◆ **Recorded data**
BEGIN

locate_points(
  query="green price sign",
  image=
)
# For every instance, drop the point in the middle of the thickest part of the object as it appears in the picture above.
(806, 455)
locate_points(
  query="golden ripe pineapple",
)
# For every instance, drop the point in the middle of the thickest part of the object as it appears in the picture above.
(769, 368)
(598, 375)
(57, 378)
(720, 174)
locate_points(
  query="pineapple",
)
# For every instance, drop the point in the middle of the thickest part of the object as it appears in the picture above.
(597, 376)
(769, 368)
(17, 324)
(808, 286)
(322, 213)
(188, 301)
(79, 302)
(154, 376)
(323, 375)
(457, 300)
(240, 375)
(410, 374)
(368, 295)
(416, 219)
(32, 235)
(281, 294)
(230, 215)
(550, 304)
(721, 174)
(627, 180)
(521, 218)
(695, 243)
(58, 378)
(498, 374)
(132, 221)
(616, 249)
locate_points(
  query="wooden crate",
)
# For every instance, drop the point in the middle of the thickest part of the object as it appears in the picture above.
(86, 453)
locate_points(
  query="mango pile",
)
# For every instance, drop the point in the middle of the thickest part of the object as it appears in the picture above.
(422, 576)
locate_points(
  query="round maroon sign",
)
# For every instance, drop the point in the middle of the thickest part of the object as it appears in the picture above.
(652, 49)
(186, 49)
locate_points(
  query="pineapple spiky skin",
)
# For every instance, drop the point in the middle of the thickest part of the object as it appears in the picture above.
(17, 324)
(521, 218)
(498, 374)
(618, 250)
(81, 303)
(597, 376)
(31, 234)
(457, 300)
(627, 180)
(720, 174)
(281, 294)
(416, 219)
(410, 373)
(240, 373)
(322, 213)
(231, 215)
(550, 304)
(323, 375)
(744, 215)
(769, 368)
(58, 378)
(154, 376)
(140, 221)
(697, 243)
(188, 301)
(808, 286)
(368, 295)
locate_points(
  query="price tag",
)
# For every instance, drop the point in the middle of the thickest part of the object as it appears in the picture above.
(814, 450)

END

◆ **WHAT THE TASK REQUIRES**
All of the lines above must be returned exactly as they stand.

◆ **SOLUTION FOR THIS EXERCISE**
locate_points(
  query="green price sign",
  image=
)
# For every instance, drop the point in the middle of the thickest part of the object as it appears in the picture above.
(806, 455)
locate_points(
  query="golden ripe pineapple",
)
# For every instance, drop the point in the middle of the thickest part of the object as it appears in the picture above.
(769, 368)
(598, 375)
(57, 378)
(720, 174)
locate_points(
  query="pineapple",
)
# For every instance, drop the point in the middle of the thickest part of the object as it appears in the picture above.
(597, 376)
(769, 368)
(17, 324)
(808, 286)
(322, 213)
(188, 301)
(79, 302)
(154, 376)
(323, 375)
(457, 300)
(240, 375)
(410, 374)
(368, 295)
(416, 219)
(32, 235)
(281, 294)
(230, 215)
(550, 304)
(721, 174)
(627, 180)
(521, 218)
(695, 243)
(58, 378)
(498, 374)
(132, 221)
(616, 249)
locate_points(
  query="wooden crate",
)
# For every instance, drop the point in the middle of the thickest part of the object as it appears in the picture above.
(86, 453)
locate_points(
  query="mango pile",
)
# For every instance, drop the point in the middle of the thickest part of the object as it appears in the picture above.
(422, 576)
locate_points(
  query="round maroon sign",
)
# For every instance, drop the point in the middle of the thickest part of the object as it appears in the picture above.
(652, 49)
(186, 49)
locate_points(
  query="pineapple spiky skin",
)
# For every instance, drop the point in the middle of the thickest part of the object as it appears in the picture above.
(17, 324)
(521, 218)
(498, 374)
(618, 250)
(81, 303)
(597, 376)
(31, 234)
(457, 300)
(627, 180)
(720, 174)
(281, 294)
(416, 219)
(410, 373)
(240, 373)
(322, 213)
(231, 215)
(550, 304)
(323, 375)
(744, 215)
(769, 368)
(58, 378)
(154, 376)
(140, 221)
(697, 243)
(188, 301)
(808, 286)
(368, 295)
locate_points(
  query="price tag",
)
# For every instance, drop the point in the middle of the thickest part of the object as it appears in the picture above.
(814, 450)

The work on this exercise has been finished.